▸ **Set task**
Turn the entries starting with the line that contains "Note to the class: we label each instance of the blue" and going on through the line that contains "pixel 232 533" into a Markdown table with the columns Row and Line. Number each line in the Row column, leave out blank lines, and include no other lines.

▸ **Data drawn from a collection**
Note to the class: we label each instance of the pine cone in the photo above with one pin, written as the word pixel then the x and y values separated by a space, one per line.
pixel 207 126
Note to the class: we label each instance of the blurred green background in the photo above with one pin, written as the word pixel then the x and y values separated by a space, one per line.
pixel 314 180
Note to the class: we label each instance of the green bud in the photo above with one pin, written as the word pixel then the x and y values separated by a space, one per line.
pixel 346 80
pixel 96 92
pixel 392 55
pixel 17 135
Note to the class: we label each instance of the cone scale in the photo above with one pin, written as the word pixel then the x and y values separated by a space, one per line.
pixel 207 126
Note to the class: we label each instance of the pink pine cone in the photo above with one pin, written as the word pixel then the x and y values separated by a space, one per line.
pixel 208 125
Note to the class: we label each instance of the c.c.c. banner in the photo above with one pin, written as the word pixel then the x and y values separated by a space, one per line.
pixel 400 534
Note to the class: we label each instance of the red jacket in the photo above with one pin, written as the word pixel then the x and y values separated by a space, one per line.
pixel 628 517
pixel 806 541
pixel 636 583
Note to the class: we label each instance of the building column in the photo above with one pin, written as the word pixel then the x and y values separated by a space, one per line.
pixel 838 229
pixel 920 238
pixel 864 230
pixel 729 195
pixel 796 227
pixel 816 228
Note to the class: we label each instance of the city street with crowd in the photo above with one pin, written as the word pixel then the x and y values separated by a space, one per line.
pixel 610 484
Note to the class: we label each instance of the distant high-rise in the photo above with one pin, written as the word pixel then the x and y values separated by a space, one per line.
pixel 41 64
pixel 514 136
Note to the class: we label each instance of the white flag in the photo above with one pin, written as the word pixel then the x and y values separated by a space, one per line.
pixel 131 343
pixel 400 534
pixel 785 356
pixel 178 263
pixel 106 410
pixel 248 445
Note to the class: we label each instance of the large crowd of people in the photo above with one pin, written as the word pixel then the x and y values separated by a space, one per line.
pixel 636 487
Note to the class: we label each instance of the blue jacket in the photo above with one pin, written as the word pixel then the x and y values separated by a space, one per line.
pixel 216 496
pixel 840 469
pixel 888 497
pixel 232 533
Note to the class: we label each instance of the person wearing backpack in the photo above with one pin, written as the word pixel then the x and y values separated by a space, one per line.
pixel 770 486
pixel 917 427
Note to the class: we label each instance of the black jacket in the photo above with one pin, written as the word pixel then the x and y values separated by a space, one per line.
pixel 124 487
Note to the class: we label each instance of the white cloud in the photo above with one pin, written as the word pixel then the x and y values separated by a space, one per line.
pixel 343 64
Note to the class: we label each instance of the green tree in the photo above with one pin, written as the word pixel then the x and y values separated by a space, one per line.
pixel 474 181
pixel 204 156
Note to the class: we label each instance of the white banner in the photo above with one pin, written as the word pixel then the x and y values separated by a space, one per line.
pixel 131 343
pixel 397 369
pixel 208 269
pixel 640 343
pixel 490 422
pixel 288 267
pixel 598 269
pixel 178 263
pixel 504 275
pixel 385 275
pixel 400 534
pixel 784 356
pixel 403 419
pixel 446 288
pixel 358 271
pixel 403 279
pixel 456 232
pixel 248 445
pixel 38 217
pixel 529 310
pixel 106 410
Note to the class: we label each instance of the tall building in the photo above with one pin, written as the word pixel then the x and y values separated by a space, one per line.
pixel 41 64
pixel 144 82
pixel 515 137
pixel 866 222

▸ **Written reply**
| Row | Line |
|---|---|
| 1 | Note to the class: we label each instance of the blue jacket in the photo above with one pin, written as the word pixel then the x and y values separated by a space, one per line. |
| 2 | pixel 216 496 |
| 3 | pixel 840 469 |
| 4 | pixel 888 497 |
| 5 | pixel 232 533 |